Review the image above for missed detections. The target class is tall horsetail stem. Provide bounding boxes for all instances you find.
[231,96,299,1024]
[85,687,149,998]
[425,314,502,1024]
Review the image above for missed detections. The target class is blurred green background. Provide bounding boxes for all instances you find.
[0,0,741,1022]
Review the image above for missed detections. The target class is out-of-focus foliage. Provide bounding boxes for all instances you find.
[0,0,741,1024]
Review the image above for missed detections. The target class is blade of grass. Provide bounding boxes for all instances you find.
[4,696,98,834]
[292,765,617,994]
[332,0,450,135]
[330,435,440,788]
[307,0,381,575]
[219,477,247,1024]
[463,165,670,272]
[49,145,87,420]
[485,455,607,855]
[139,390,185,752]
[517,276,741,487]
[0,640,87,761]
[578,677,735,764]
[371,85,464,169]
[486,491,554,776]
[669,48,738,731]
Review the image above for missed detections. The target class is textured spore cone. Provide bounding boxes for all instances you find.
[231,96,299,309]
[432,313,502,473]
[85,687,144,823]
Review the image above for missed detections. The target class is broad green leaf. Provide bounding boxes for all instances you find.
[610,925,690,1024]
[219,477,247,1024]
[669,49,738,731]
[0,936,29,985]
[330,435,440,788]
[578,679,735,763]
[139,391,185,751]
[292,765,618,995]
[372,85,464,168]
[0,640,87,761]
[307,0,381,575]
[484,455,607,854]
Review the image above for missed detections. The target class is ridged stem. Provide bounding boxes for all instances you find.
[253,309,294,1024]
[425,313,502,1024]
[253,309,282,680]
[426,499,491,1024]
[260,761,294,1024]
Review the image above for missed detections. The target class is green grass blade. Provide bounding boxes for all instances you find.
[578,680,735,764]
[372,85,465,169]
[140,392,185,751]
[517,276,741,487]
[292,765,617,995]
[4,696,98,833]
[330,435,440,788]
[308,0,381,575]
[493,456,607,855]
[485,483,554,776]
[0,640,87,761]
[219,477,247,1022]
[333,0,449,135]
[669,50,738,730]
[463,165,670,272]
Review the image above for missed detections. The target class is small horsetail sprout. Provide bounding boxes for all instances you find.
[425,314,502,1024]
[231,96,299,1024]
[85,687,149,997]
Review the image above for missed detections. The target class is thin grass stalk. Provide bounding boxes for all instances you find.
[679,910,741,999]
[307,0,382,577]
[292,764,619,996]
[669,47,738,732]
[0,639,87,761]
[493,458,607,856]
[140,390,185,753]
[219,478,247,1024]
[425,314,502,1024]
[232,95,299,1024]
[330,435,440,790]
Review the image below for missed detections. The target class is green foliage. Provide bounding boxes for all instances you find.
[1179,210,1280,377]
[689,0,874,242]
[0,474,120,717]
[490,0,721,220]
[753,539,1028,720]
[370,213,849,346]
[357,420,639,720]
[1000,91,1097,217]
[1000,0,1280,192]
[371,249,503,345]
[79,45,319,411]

### Exercise aim
Rescale the records from the line containing "class is broad" through the end of the records, both ends included, and write out every line again with the requests. Multiply each bounding box coordinate in the answers by 1.1 and round to the nearest whole number, with halves rounded up.

### Exercise solution
Review the image above for missed detections. The target class is broad green leaf. Provide bounding boxes for all instances you find.
[671,1018,759,1126]
[241,525,272,1126]
[736,54,812,804]
[0,1030,32,1084]
[363,479,484,867]
[636,747,809,839]
[153,430,204,826]
[321,842,680,1095]
[409,94,510,185]
[0,704,96,837]
[338,0,419,633]
[532,501,668,939]
Review the image above for missed detections. The target class is ridged stem. Provide bounding boxes for all instances you find.
[278,340,323,1126]
[468,344,552,1126]
[278,340,310,748]
[469,549,540,1126]
[286,837,323,1126]
Review the image above for missed detections. The target class is green grass blade. Provide bounding boxes for all instances you find.
[636,748,809,840]
[409,94,512,186]
[154,431,204,826]
[569,304,815,536]
[321,842,679,1095]
[4,766,108,916]
[363,479,484,867]
[339,0,419,633]
[542,502,668,941]
[534,531,609,854]
[0,704,96,837]
[241,525,272,1124]
[366,0,494,149]
[736,55,812,803]
[509,182,737,299]
Review the image above for missed detections. The target class is small horsetail sprout. Provide bounding boxes for all instances you find.
[468,345,552,1126]
[254,106,329,1126]
[94,756,164,1097]
Review the image above for missed detections. The target class is thin grass stalk. Provide bounding boxes for all instances you find.
[747,1001,815,1099]
[338,0,420,635]
[321,840,681,1096]
[736,52,812,805]
[0,703,96,837]
[542,504,668,942]
[154,429,204,828]
[241,526,272,1126]
[468,345,552,1126]
[255,105,329,1126]
[363,479,484,869]
Review the image below for missed detections. The target class is green foliage. Provide bounding boxes for all instances you find.
[1297,231,1408,415]
[758,0,961,266]
[0,521,132,789]
[539,0,793,242]
[828,593,1131,792]
[407,234,934,381]
[393,462,703,792]
[1100,100,1207,239]
[1100,0,1408,211]
[408,274,553,380]
[87,50,351,452]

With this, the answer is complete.